▸ **Material for the task**
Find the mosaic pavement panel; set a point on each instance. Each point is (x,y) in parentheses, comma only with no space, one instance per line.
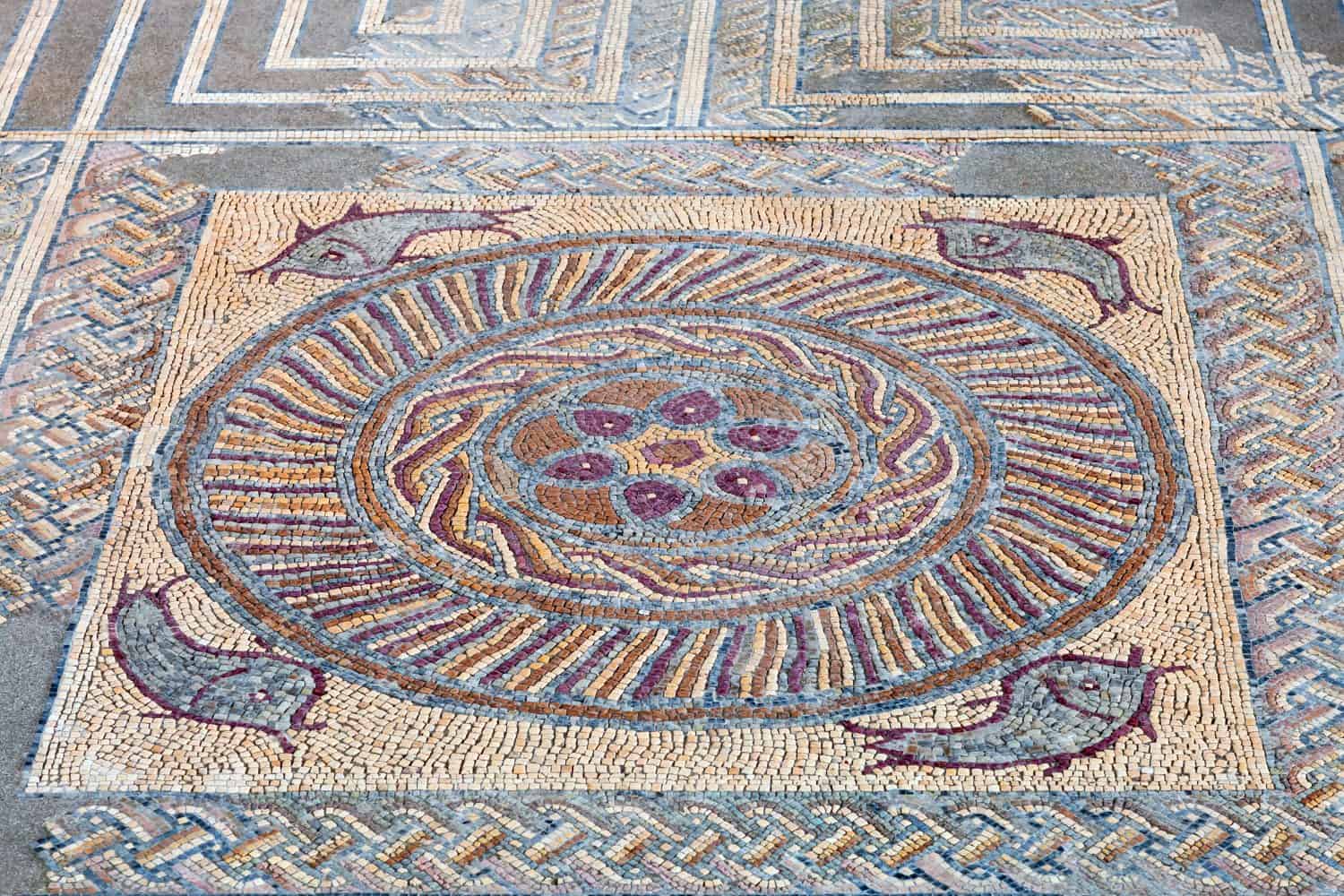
(1252,295)
(572,65)
(601,446)
(626,417)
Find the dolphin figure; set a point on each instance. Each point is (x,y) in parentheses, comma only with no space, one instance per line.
(190,680)
(360,244)
(1051,712)
(1015,247)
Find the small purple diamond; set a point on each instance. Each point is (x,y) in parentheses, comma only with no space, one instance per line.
(691,409)
(650,498)
(582,468)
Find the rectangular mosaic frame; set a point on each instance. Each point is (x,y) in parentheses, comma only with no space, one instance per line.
(66,761)
(1112,840)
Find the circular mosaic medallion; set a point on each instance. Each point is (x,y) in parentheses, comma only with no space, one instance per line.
(659,477)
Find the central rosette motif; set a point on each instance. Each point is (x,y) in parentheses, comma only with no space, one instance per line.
(650,452)
(674,454)
(620,463)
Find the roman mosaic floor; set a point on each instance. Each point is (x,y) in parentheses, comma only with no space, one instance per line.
(672,446)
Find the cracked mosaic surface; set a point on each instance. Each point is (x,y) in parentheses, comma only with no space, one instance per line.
(768,446)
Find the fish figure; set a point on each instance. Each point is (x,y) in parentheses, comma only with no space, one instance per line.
(1050,712)
(190,680)
(1015,247)
(360,244)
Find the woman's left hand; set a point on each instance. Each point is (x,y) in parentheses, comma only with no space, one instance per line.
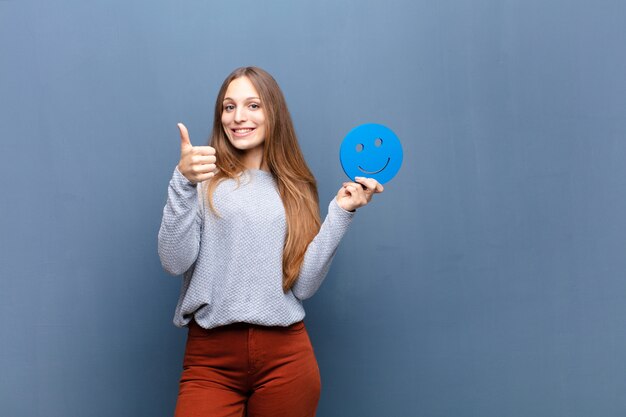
(353,195)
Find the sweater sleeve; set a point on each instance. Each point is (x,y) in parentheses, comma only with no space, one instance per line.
(180,231)
(321,251)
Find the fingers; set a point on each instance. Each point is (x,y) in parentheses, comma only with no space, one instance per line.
(372,186)
(184,136)
(203,150)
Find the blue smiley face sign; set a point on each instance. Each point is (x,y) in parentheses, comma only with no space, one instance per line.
(371,150)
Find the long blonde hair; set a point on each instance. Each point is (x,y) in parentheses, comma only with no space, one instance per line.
(282,155)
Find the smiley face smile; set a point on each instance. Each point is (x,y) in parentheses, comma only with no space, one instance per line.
(375,172)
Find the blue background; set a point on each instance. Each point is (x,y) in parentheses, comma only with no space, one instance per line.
(488,279)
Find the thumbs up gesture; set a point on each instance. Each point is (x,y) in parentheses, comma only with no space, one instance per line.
(197,163)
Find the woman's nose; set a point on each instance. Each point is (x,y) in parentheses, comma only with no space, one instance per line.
(240,115)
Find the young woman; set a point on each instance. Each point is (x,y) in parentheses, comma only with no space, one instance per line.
(242,224)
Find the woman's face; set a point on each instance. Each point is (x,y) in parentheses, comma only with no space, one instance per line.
(243,118)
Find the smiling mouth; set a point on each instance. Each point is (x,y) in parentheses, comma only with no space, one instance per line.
(375,172)
(242,132)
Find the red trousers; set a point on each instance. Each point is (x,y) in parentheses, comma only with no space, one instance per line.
(248,370)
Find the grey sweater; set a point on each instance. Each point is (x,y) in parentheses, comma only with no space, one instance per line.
(232,264)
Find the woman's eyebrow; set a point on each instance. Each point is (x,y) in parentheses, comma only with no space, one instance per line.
(249,98)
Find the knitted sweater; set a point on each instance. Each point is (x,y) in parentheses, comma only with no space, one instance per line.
(232,263)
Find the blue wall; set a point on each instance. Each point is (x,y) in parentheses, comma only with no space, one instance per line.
(488,279)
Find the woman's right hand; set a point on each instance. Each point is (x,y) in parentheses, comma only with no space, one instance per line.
(197,163)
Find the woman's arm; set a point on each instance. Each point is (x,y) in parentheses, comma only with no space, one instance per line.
(181,226)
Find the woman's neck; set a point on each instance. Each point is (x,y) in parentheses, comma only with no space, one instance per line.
(253,159)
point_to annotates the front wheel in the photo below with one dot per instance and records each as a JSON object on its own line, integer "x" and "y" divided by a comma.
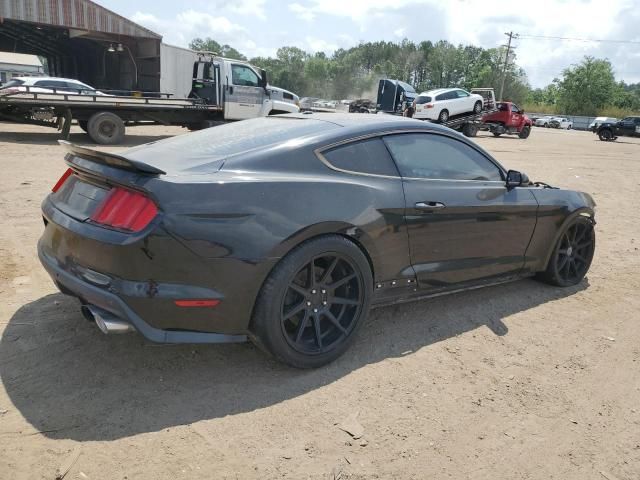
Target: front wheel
{"x": 572, "y": 255}
{"x": 314, "y": 302}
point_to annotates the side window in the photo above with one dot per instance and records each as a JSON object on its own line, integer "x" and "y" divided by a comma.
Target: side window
{"x": 366, "y": 156}
{"x": 424, "y": 155}
{"x": 244, "y": 76}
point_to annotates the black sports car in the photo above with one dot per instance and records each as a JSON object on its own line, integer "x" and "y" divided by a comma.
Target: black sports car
{"x": 285, "y": 230}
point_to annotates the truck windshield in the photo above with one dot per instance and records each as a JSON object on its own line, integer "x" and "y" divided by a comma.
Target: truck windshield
{"x": 206, "y": 150}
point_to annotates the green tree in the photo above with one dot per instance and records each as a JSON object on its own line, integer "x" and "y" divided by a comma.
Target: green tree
{"x": 210, "y": 45}
{"x": 587, "y": 88}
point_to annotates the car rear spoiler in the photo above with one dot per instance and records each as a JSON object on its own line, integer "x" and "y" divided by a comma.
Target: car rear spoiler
{"x": 110, "y": 159}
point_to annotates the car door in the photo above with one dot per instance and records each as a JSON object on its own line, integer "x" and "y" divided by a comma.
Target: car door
{"x": 244, "y": 96}
{"x": 464, "y": 102}
{"x": 516, "y": 116}
{"x": 463, "y": 223}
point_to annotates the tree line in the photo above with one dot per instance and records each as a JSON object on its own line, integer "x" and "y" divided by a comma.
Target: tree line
{"x": 589, "y": 88}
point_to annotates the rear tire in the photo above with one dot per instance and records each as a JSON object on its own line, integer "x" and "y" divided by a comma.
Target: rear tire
{"x": 301, "y": 317}
{"x": 525, "y": 132}
{"x": 106, "y": 128}
{"x": 470, "y": 130}
{"x": 572, "y": 254}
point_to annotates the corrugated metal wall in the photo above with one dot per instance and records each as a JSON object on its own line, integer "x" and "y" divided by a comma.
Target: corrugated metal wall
{"x": 80, "y": 14}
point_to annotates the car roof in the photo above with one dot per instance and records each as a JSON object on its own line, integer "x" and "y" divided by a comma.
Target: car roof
{"x": 36, "y": 79}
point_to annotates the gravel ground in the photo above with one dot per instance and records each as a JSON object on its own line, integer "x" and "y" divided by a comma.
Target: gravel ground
{"x": 519, "y": 381}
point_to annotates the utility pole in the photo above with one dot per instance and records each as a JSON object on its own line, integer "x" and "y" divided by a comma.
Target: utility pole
{"x": 511, "y": 36}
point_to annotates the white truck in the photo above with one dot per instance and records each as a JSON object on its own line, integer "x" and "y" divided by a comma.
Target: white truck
{"x": 199, "y": 90}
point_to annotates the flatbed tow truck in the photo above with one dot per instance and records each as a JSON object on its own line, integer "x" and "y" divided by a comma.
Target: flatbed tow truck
{"x": 497, "y": 117}
{"x": 222, "y": 90}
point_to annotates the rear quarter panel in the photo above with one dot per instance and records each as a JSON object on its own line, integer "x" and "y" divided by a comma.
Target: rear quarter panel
{"x": 556, "y": 208}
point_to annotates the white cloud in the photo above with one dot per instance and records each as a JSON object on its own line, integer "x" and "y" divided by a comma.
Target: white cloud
{"x": 320, "y": 45}
{"x": 302, "y": 12}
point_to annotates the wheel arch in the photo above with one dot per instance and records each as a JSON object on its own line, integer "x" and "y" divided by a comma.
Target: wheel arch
{"x": 584, "y": 211}
{"x": 350, "y": 232}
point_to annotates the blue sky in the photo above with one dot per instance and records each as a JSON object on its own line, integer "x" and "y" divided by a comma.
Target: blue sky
{"x": 259, "y": 27}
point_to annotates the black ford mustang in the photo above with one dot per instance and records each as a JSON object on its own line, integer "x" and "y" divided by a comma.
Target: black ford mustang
{"x": 285, "y": 230}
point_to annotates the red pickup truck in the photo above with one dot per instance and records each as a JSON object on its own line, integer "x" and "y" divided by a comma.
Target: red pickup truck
{"x": 508, "y": 119}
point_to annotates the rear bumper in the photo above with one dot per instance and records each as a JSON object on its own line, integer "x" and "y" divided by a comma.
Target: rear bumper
{"x": 78, "y": 283}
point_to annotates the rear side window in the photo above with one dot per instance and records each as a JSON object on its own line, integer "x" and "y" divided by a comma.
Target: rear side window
{"x": 438, "y": 157}
{"x": 366, "y": 156}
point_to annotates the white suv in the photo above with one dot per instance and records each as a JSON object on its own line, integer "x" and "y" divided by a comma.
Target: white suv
{"x": 67, "y": 86}
{"x": 443, "y": 103}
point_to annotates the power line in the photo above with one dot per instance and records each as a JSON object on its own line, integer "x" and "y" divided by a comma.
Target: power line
{"x": 550, "y": 37}
{"x": 511, "y": 36}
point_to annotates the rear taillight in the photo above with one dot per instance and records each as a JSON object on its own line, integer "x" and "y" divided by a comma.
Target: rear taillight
{"x": 63, "y": 179}
{"x": 125, "y": 210}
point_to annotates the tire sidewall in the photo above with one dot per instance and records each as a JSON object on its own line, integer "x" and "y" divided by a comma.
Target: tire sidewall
{"x": 266, "y": 321}
{"x": 552, "y": 270}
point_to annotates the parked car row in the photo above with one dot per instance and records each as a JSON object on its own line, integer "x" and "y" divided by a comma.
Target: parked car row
{"x": 554, "y": 122}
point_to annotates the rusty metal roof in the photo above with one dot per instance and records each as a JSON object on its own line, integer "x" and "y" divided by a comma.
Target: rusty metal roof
{"x": 78, "y": 14}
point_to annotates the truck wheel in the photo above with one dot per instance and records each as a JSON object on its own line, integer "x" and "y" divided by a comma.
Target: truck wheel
{"x": 524, "y": 133}
{"x": 470, "y": 130}
{"x": 605, "y": 135}
{"x": 106, "y": 128}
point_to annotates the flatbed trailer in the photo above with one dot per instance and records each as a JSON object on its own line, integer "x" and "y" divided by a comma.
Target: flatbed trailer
{"x": 104, "y": 117}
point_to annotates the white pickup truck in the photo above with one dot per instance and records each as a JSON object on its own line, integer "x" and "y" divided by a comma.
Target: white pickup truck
{"x": 204, "y": 90}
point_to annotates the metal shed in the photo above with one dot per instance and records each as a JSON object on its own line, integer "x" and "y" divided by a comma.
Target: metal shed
{"x": 83, "y": 40}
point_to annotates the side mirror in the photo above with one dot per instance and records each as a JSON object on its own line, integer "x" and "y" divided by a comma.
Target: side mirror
{"x": 263, "y": 78}
{"x": 516, "y": 179}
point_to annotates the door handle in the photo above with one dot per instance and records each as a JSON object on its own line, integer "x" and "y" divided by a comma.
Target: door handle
{"x": 430, "y": 205}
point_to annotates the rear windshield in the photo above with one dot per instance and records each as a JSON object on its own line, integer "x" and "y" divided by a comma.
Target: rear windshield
{"x": 422, "y": 99}
{"x": 12, "y": 83}
{"x": 207, "y": 149}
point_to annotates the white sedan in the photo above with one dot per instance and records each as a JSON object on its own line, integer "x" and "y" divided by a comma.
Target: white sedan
{"x": 67, "y": 86}
{"x": 443, "y": 103}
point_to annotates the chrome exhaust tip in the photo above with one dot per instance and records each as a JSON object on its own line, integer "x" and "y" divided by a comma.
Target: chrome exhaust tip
{"x": 106, "y": 322}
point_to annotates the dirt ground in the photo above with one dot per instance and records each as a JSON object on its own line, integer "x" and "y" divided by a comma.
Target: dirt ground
{"x": 519, "y": 381}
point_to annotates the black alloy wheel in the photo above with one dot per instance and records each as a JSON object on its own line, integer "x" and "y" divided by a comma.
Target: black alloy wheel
{"x": 313, "y": 302}
{"x": 572, "y": 256}
{"x": 321, "y": 305}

▸ **Challenge**
Can you rewrite the lines from the one containing "point_to annotates the rear windshield" through the last line above, both included, as a numbered list with blank lines left out?

▸ **Solution to this problem**
1. point_to annotates the rear windshield in the photo above with one dot per instance and records each as a JSON object on its own line, integer "x" and "y" divided by a comma.
2. Target: rear windshield
3. {"x": 422, "y": 99}
4. {"x": 12, "y": 83}
5. {"x": 207, "y": 149}
6. point_to annotates the white sedan in the photo above with one dot per instance and records each as a JSON object on its own line, integer "x" and "y" divided by a comma.
7. Target: white sedan
8. {"x": 67, "y": 86}
9. {"x": 443, "y": 103}
10. point_to annotates the chrome exhaust tip in the photo above with one dot per instance and records each as a JSON object on its own line, integer "x" and "y" divided by a comma.
11. Target: chrome exhaust tip
12. {"x": 106, "y": 322}
13. point_to annotates the dirt ground in the photo above with one dot per instance and records each as a JSON object on its own line, integer "x" and "y" divided by a comma.
14. Target: dirt ground
15. {"x": 519, "y": 381}
16. point_to annotates the black alloy wheel in the photo above with one dot per instance and records each as a JSON object on its own line, integer "x" and "y" divided by a comma.
17. Target: black alloy wheel
18. {"x": 313, "y": 302}
19. {"x": 572, "y": 256}
20. {"x": 321, "y": 305}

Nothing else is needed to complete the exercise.